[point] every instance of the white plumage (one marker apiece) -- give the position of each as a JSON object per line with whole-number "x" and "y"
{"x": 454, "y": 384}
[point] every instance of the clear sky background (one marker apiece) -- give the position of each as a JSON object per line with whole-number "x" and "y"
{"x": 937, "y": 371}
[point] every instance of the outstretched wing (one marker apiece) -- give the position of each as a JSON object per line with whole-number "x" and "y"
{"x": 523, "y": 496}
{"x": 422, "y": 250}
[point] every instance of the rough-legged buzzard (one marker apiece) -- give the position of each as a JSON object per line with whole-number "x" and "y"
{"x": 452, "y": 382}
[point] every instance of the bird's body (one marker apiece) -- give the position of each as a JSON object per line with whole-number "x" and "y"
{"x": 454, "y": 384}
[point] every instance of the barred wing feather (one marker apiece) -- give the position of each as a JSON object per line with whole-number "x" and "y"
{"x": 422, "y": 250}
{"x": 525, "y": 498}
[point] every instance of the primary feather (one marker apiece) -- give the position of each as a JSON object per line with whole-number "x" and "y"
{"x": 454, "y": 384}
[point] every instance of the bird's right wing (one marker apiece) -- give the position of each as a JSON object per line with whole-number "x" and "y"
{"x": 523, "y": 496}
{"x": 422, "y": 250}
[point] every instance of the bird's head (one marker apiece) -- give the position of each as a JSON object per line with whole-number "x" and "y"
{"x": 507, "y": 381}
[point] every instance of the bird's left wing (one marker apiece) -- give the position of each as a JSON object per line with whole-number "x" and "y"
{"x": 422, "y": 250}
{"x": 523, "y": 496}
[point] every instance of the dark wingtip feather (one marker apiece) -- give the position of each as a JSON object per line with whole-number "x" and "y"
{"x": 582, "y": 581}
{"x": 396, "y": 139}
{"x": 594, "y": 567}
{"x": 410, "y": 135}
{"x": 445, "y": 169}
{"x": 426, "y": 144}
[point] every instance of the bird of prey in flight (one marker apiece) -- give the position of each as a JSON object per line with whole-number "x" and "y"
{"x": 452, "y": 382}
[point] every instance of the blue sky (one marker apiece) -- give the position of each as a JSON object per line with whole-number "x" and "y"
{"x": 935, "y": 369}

■ What you need to do: The records above must be repeated exactly, every one of them.

■ Finished exercise:
[point] every instance of the white plumage (one marker apiece) -- give the position of each as a JSON object per line with whole-number "x" and "y"
{"x": 454, "y": 384}
[point] every instance of the clear sky background (one marker apiece) -- give the position of each as a JSON object per line with whole-number "x" and "y"
{"x": 937, "y": 371}
[point] every instance of the outstretched wing (one marker apiece) -- give the position of each as a JSON object per line with whole-number "x" and "y"
{"x": 523, "y": 496}
{"x": 422, "y": 250}
[point] every instance of the rough-legged buzzard (one marker apiece) -- give the position of each as a JSON object per line with whole-number "x" and "y"
{"x": 452, "y": 382}
[point] every instance of the bird's body (one marker apiece) -- give the position of each as a JSON object per line with whole-number "x" and "y"
{"x": 454, "y": 384}
[point] every instance of the barred wing feather (one marker apiece) -- give the position of each as a JSON object per line with whole-number "x" and "y"
{"x": 422, "y": 250}
{"x": 525, "y": 498}
[point] every instance of the primary feather (one marker apiece) -- give the position of each as a JSON object per line with whole-number "x" and "y"
{"x": 454, "y": 384}
[point] every instance of the bird's right wing (one marker apiece) -- give the position of each as a JSON object per line with whole-number "x" and "y"
{"x": 523, "y": 496}
{"x": 422, "y": 250}
[point] every instance of the bird's head (one marker apiece) -- give the position of each as a JSON object per line with whole-number "x" and "y"
{"x": 507, "y": 381}
[point] every instance of the bird's left wing (one marker apiece) -- give the position of each as a JSON object per line with whole-number "x" and "y"
{"x": 422, "y": 250}
{"x": 523, "y": 496}
[point] every instance of the dark wingtip feather (one marker apiece) -- give the position of each as a JSON object per line with whole-number "x" and "y"
{"x": 582, "y": 581}
{"x": 396, "y": 139}
{"x": 594, "y": 567}
{"x": 410, "y": 135}
{"x": 445, "y": 169}
{"x": 426, "y": 144}
[point] every instance of the bird of prey in flight (one marker apiece) -- give the position of each as a JSON object per line with whole-number "x" and "y"
{"x": 452, "y": 382}
[point] every instance of the blue sky (one marker apiece) -- give the position of each as a JSON object per line with whole-number "x" and "y"
{"x": 935, "y": 369}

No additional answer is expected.